Quoted passage:
The largest detention center for migrant children in Texas is currently housing over 1,500 children. And right at the entrance of the sprawling former Wal-Mart that now serves as temporary residence for a growing number of minors, detained children are greeted by a big mural of President Trump.
News of Trump's prominent placement was first reported by MSNBC correspondent Jacob Soboroff. Along with a handful of reporters, Soboroff was one of the first to gain admittance to the Casa Padre facility in Brownsville, Texas. It's the single largest migrant children's shelter in the nation, with Soboroff reporting that almost 1,500 boys aged 10-17 currently detained there.
The Casa Padre facility came to recent national attention, after Sen. Jeff Merkley attempted to tour the facility and was barred from entering the building. Merkley has argued that the United States Senate has the constitutional right to inspect federally run facilities, and his live-streamed video of being actively denied entry was viewed more than 1 million times on Facebook.
Roughly a week after Merkley's visit, facility personnel allowed a small group of journalists to tour the Casa Padre detention center, Soboroff among them. He wrote a series of tweets following his walk-through, noting the accompanying message on the giant mural of Trump: "Sometimes losing a battle you find a new way to win the war.”
Presidential murals are a common sighting throughout the Casa Padre detention center, but not all of them feature Trump. Video clips aired on MSNBC show one mural with President Obama, and more with other past U.S. presidents. Soboroff reports that detained children attend school for six hours a day — and one subject that gets special attention is American history.
Soboroff claimed on Twitter that migrant children detained at Casa Padre "are incarcerated." Their days are structured, with about two hours of time outside daily and mandatory lights out at 9 p.m. And it's unclear how often kids who were separated from their parents upon crossing the border are able to contact family members. As Soboroff told MSNBC host Lawrence O'Donnell, that depends on the prison policy where their parents are detained.
Soboroff also reported that, since the Office of Refugee Resettlement has become the temporary custodian of these children, some have been given medication for psychiatric distress and other symptoms (which are not uncommon in children who have experienced a trauma like parental separation). The decision to approve such drug use would usually be exclusively up to a child's parents.
As noted by Tom Llamas, an ABC News correspondent, most of the children at Casa Padre are unaccompanied minors, meaning they crossed the southern border without an adult. However, the facility has recently been pushed beyond its normal capacity by an uptick in children separated from their parents at the border.
That comes as a result of a new policy from the Trump administration to charge all immigrants who cross the border illegally with a federal crime. As Dara Lind reports at Vox, children are not allowed to be kept in federal incarceration, so they must be separated from their parents.
The policy has come under harsh criticism from many sectors. Sen. Kamala Harris tweeted Wednesday that tearing children away from their parents amounted to "human rights abuse." The ACLU has challenged the policy in court, with a measure of success. And the United Nations has made clear that it rejects any separation of children from their parents. The Trump administration has also detained certain immigrants who report at designated centers to file requests for asylum. Lind notes that the Obama administration also prosecuted some in similar circumstances, but that such a practice may be found unconstitutional by the judicial system.
For the migrant children housed at Casa Padre, one of their first encounters will be a mural depicting Trump — the president whose crackdown on illegal border crossings is the very reason they find themselves there in the first place.

Data records:
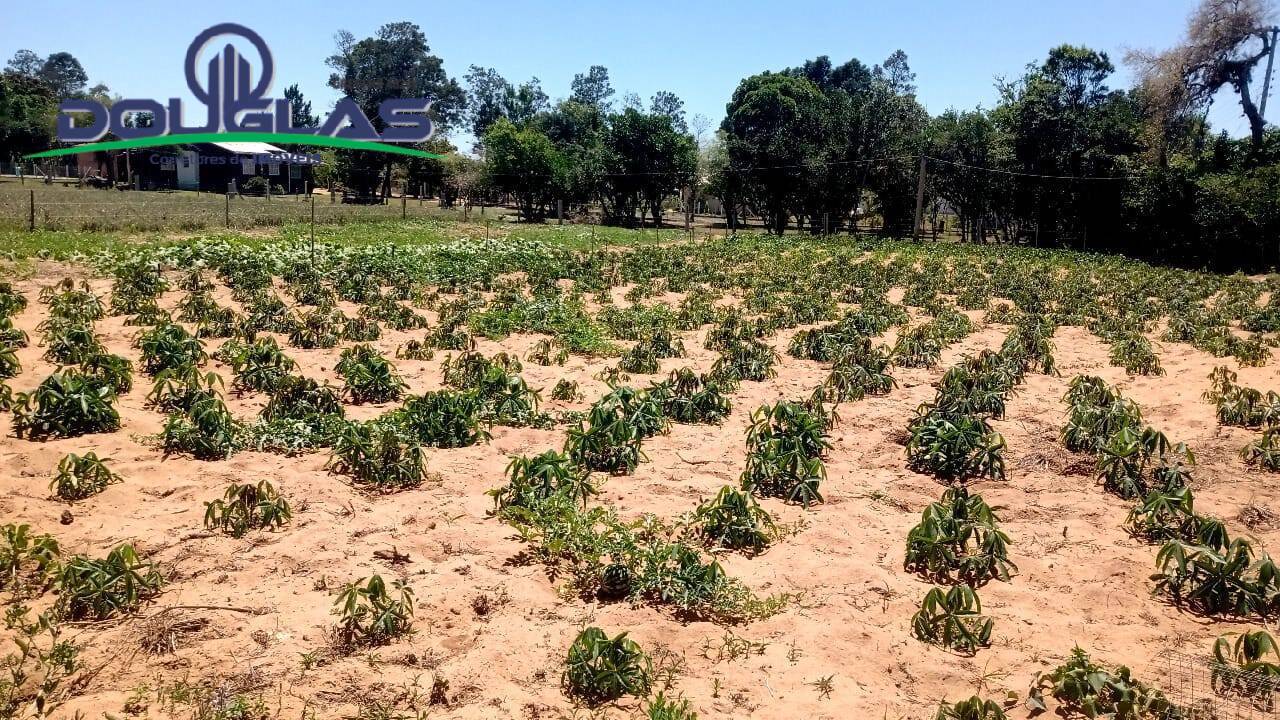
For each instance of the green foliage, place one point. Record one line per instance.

---

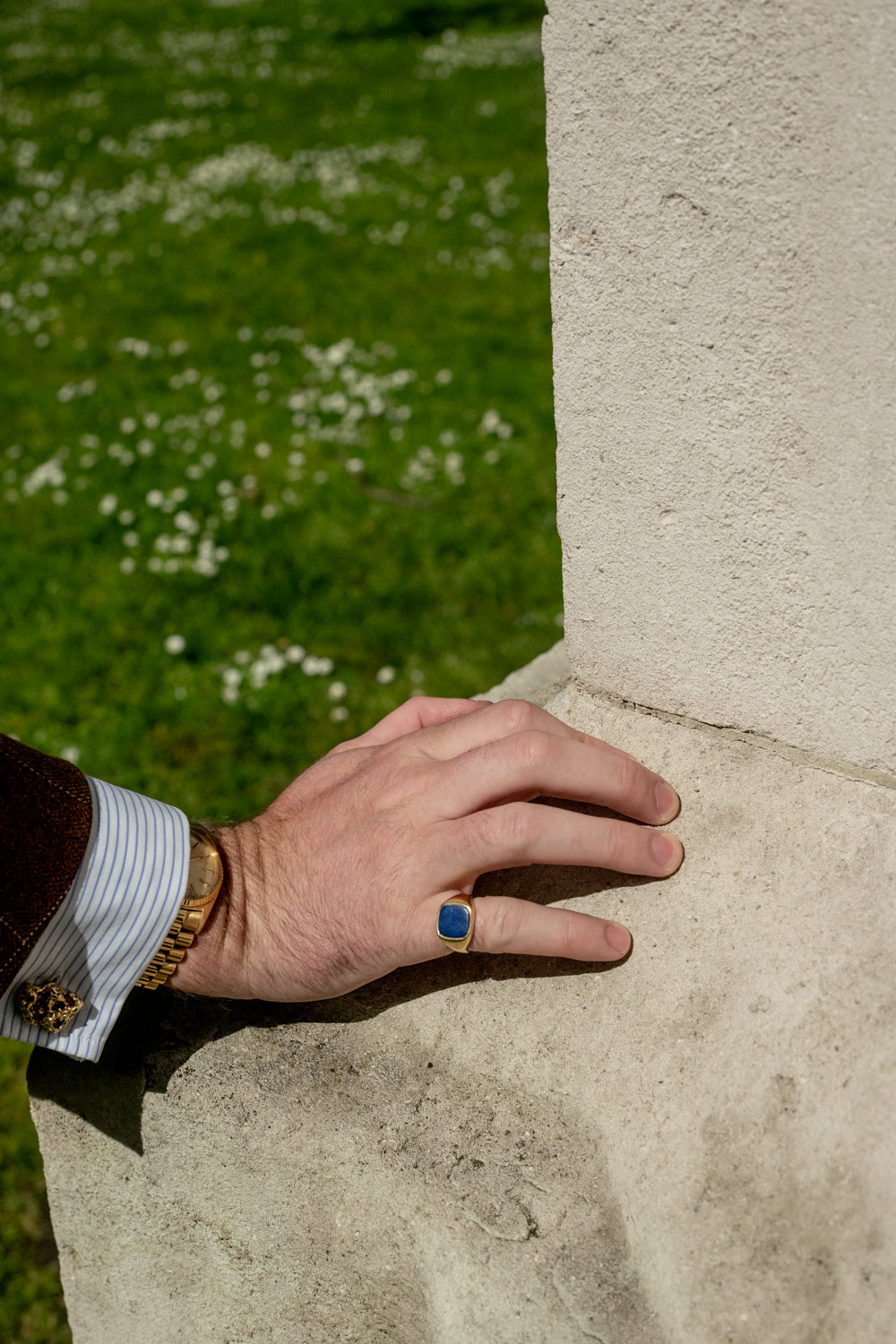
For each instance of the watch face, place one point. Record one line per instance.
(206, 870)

==

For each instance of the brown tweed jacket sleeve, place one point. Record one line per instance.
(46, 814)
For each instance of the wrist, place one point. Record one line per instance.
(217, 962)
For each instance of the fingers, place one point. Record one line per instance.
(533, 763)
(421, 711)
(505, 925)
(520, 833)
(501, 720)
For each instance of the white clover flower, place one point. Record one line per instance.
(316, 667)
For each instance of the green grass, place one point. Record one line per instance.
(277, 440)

Questions to answer:
#1 In one to three sentences, explain why children are being separated from their parents at the border, according to the article about the Casa Padre detention center.
#2 From the article about the Casa Padre detention center, output the part that begins at the words "Roughly a week" and ends after the words "is American history.".
The rows have nothing to do with the article about the Casa Padre detention center.

Results of the exercise:
#1 The Trump administration adopted a new policy of charging every immigrant who crosses the border illegally with a federal crime. Because children may not be kept in federal incarceration, they have to be separated from their parents.

#2
Roughly a week after Merkley's visit, facility personnel allowed a small group of journalists to tour the Casa Padre detention center, Soboroff among them. He wrote a series of tweets following his walk-through, noting the accompanying message on the giant mural of Trump: "Sometimes losing a battle you find a new way to win the war.”
Presidential murals are a common sighting throughout the Casa Padre detention center, but not all of them feature Trump. Video clips aired on MSNBC show one mural with President Obama, and more with other past U.S. presidents. Soboroff reports that detained children attend school for six hours a day — and one subject that gets special attention is American history.